COMPITI DELL'ESERCIZIO:
[A] Trasforma in un elenco puntato più breve il paragrafo del brano che inizia con "Non penso sia diventato troppo difficile", mantenendone i fatti principali.
[B] Rispondi in breve alle seguenti domande sul brano:
(i) Quale marchio ha preso la via di Louis Vuitton?
(ii) In quale università insegna la professoressa Maisonrouge?
(iii) Secondo l'intervistata, quanti anni fa Gucci è stata acquistata da Pinault?

La moda italiana fatta in famiglia non funziona più

La moda italiana fatta in famiglia non funziona più

Non termina l’ondata di vendite di marchi italiani verso la Francia. Dopo le prime cessioni di alcuni anni fa, tra cui quella di Gucci (Pinault-Printemps), Bulgari ha preso la via di Louis Vuitton, e anche Brioni è stato acquisito dallo stesso gruppo di Gucci. Non sono più a capitale italiano neanche Valentino e Ferré.

Cosa sta succedendo alla moda italiana che oggi a Milano dà il via alle sfilate? Sta crollando un mondo? Lo abbiamo chiesto alla professoressa Ketty Pucci-Sisti Maisonrouge, che insegna marketing della moda e del lusso alla Columbia University di New York. Nata in Italia, ha vissuto in Svizzera e ha studiato in Francia, tra l’Institut d’Etudes Politiques e la Sorbona. Tra natali nostrani ed esperienze con i “cugini”, si trova nella posizione giusta per spiegare a Linkiesta la situazione.

Professoressa Maisonrouge, l’Italia sta vendendo i gioielli della sula industria della moda. Il sistema dell’Italian fashion è in declino?
Al contrario, penso che il sistema stia combattendo, altrimenti nessuno dei marchi italiani sarebbe inseguito e comprato da altri gruppi! Le acquisizioni si sono svolte in un periodo di tempo piuttosto lungo (Gucci è stata acquistata da Pinault ben quindici anni fa), e il fatto che questo trend continui è un tributo ai brand italiani del lusso, che rimangono tra i più ambiti al mondo. I brand italiani ancora oggi sono sinonimo di creatività, qualità, eleganza sofisticata e discreta con un tocco sexy. A Shanghai, Abu Dhabi, Mosca o Parigi, sono i primi in termini di domanda, hanno i migliori negozi e la migliore visibilità. Ma se i proprietari di questi marchi vogliono vendere, o sono corteggiati da un gruppo che ha piani di espansione maggiori per il brand, è certo che finiscono in mani stranieri: i player principali del settore sono Pinault-Printemps, Lvmh e Richemont.

Parliamo di debolezze. È difficile fare moda in Italia, o il problema è proprio fare impresa in Italia?
Non penso sia diventato troppo difficile fare impresa in Italia, che è ancora uno dei principali paesi esportatori di lusso e moda. Il problema è che le case di moda devono essere in grado di competere su scala più grande, e hanno bisogno di accesso a fondi sostanziosi. È un limite, perché la maggior parte delle case di moda italiane è ancora “di famiglia” per scelta. Ciò consente l’indipendenza che ben combacia con la mentalità italiana. L’imprenditore/proprietario preferisce reinvestire profitti o fare un ipoteca sugli asset, piuttosto che cedere parte del controllo a un investitore esterno. Ma l’indipendenza significa anche non potersi espandere troppo.

Una sfillata di Rocco Barocco nella scorsa edizione

Cosa hanno fatto i francesi meglio degli italiani? Il “modello francese” potrebbe essere importato in Italia?

(Voci elencate in un dataset)
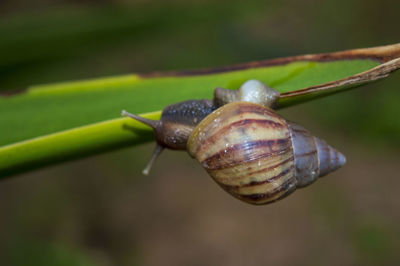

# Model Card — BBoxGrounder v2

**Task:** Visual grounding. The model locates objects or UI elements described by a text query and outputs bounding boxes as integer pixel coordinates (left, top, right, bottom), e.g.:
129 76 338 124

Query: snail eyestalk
142 144 164 175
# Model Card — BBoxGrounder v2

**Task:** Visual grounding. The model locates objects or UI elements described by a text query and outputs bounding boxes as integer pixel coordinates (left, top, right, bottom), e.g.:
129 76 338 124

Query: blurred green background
0 0 400 266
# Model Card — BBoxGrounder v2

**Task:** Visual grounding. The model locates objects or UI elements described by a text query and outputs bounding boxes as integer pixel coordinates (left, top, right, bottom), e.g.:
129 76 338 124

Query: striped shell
187 102 344 204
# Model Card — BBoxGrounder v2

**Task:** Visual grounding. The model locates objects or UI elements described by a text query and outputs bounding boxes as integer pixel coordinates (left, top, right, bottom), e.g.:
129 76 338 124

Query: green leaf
0 44 400 176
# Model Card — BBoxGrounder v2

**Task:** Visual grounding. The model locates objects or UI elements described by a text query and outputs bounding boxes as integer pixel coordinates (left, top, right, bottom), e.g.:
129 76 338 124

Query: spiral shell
187 102 344 204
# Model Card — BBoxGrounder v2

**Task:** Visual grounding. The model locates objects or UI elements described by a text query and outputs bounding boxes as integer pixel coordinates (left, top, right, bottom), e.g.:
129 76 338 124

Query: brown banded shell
187 102 344 204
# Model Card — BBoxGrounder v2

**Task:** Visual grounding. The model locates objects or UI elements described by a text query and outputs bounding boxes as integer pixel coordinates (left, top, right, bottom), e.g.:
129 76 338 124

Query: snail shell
187 102 346 204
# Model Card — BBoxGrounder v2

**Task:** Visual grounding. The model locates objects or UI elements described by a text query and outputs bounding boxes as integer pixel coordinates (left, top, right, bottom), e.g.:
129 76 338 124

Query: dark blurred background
0 0 400 266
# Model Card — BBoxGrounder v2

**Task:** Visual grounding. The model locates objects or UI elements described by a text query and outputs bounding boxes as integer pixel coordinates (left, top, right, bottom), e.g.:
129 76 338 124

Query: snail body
187 102 345 204
122 80 346 205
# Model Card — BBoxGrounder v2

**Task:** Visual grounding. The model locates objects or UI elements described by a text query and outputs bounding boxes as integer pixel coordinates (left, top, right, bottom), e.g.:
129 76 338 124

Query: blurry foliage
0 0 400 265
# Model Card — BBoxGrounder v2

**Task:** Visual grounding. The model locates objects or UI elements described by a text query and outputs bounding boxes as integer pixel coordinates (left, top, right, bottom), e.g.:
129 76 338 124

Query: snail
122 80 346 205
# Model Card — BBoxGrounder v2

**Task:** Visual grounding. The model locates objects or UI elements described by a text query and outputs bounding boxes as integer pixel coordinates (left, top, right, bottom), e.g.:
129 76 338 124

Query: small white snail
122 80 346 204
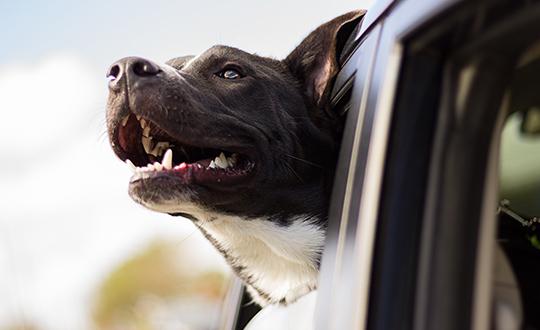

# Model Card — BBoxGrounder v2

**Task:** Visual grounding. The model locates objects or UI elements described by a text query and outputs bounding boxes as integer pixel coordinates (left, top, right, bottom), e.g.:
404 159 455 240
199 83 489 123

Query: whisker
282 160 304 183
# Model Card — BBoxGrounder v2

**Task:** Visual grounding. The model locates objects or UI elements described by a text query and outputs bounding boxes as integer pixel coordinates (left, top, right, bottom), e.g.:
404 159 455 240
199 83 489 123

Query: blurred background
0 0 373 330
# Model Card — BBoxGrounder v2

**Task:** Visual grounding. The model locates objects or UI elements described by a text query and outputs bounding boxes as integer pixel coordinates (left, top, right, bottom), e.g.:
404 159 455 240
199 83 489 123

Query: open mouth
117 113 255 185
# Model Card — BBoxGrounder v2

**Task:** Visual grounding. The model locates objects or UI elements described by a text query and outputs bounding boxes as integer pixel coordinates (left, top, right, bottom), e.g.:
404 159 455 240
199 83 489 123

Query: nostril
132 60 160 77
107 65 120 80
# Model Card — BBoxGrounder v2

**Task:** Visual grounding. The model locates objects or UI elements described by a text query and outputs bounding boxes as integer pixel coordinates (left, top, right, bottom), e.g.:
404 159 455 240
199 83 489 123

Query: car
218 0 540 330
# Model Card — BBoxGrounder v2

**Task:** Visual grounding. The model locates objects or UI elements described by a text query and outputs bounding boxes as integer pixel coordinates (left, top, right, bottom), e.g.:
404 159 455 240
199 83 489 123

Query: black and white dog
107 11 365 306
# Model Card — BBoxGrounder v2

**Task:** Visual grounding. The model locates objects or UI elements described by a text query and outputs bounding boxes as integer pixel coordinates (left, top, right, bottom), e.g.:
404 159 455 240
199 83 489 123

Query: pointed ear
283 10 366 105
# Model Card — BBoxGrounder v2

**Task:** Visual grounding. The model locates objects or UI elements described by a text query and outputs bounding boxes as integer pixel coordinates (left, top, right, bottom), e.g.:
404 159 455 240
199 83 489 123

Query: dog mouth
113 113 255 186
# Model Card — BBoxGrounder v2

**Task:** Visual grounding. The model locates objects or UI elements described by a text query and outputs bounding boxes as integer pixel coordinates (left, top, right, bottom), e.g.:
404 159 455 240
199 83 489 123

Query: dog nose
107 57 161 90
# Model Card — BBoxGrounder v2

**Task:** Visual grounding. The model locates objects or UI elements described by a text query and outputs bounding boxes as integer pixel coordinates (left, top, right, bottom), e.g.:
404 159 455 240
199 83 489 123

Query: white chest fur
201 216 324 305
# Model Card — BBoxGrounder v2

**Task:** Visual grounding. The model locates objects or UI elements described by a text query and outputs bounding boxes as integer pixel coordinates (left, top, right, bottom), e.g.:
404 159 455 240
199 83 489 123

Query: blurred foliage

RISULTATI DELL'ESERCIZIO:
[A]
- Fare impresa in Italia non è diventato troppo difficile: il paese resta uno dei principali esportatori di lusso e moda.
- Le case di moda devono poter competere su scala più grande e servono loro fondi sostanziosi.
- La maggior parte delle case di moda italiane è ancora "di famiglia" per scelta, e questa indipendenza si adatta alla mentalità italiana.
- L'imprenditore/proprietario preferisce reinvestire i profitti o ipotecare gli asset piuttosto che cedere parte del controllo a un investitore esterno.
- Questa indipendenza impedisce però di espandersi troppo.

[B]
(i) Bulgari.
(ii) Alla Columbia University di New York.
(iii) Quindici anni fa.